◆ DATA LISTING ◆

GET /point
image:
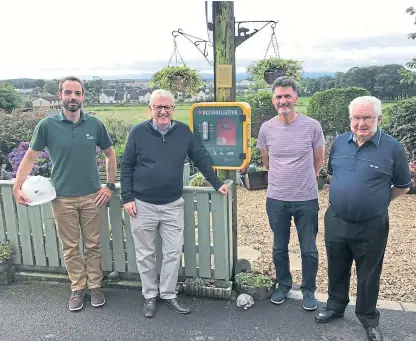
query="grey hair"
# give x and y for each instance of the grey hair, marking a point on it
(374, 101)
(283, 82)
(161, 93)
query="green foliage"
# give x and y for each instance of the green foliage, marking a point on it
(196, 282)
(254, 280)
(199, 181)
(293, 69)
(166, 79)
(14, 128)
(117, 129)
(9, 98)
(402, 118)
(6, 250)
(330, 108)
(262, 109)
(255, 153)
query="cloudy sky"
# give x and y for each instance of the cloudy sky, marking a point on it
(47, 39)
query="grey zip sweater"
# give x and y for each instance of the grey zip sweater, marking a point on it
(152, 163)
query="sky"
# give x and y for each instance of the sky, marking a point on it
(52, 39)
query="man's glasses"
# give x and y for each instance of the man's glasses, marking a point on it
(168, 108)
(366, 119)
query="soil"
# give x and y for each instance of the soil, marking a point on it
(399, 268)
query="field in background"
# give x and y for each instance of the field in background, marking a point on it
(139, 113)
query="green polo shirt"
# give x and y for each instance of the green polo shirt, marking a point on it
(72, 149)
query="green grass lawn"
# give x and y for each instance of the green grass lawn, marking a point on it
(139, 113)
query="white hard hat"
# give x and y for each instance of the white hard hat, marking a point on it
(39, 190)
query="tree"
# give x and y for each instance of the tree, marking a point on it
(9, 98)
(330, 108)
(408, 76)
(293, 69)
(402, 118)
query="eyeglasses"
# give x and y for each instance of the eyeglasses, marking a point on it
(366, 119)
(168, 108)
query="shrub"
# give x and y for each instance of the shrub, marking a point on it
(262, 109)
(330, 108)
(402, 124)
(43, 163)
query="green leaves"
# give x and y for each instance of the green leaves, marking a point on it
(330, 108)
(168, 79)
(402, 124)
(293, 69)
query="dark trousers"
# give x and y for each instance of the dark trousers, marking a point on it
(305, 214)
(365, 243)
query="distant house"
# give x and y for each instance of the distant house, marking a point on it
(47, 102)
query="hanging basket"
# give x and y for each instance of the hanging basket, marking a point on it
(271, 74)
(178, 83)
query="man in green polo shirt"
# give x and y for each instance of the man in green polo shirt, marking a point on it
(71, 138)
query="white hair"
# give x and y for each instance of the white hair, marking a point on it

◆ SET EXERCISE ◆
All of the entries need to be transcribed word for word; pictures are left out.

◆ SOLUTION ◆
GET /point
image:
query="grey hair"
# give x and y for each instance of the grey hair, marking a point on it
(374, 101)
(283, 82)
(161, 93)
query="green foliage"
# give x and y for each instance of the green foliage, marking a point on it
(196, 282)
(254, 280)
(199, 181)
(293, 69)
(166, 79)
(14, 128)
(117, 129)
(9, 98)
(402, 118)
(6, 250)
(330, 108)
(262, 109)
(255, 153)
query="cloudy sky"
# give x and y for each instance of the cloudy sky, marking a point on it
(47, 39)
query="grey zip sweater"
# give x and y for each instance of the grey zip sweater, marking a point on it
(152, 163)
query="sky"
# give x and y for each instance of the sky, marking a point on it
(52, 39)
query="man's glasses"
# give x and y for each instance of the man's glasses, marking a point on it
(168, 108)
(366, 119)
query="soil"
# give x and y for each instance of the soil, marking a point on it
(399, 268)
query="field in background"
# give x and y for each instance of the field in background, marking a point on it
(139, 113)
query="green polo shirt"
# give x and y for each instance of the green polo shirt, marking a point on it
(72, 149)
query="green grass lawn"
# give x and y for each instance of the green grass lawn, marking a point on it
(139, 113)
query="white hard hat"
# give x and y for each instance of the white hard hat, marking a point on it
(39, 190)
query="tree"
# give x and y for each instance of the tree, marking a point on it
(9, 98)
(330, 108)
(408, 76)
(293, 69)
(402, 118)
query="eyeglasses"
# give x and y for each instance of the eyeglasses, marking a point on it
(366, 119)
(168, 108)
query="shrub"
# give x and y for each instance of the shrub, marking a point on it
(262, 109)
(330, 108)
(402, 124)
(43, 163)
query="green leaves"
# give x and y for each instance of the green leaves, marking a point on it
(330, 108)
(168, 79)
(402, 124)
(293, 69)
query="dark trousers"
# give x and y for each instance of the dark trousers, marking a point on it
(305, 214)
(365, 243)
query="distant house"
# give x and y for each instance of the distant house, marking a point on it
(47, 102)
query="hanging basket"
# give x and y for each instance of the hanging basket, marking a point on it
(271, 74)
(178, 83)
query="man in green polo shirt"
# give x and y for each instance of the man in green polo shirt, marking a point on it
(71, 138)
query="white hair"
# give x and y for each instance of the white hair, marking a point on it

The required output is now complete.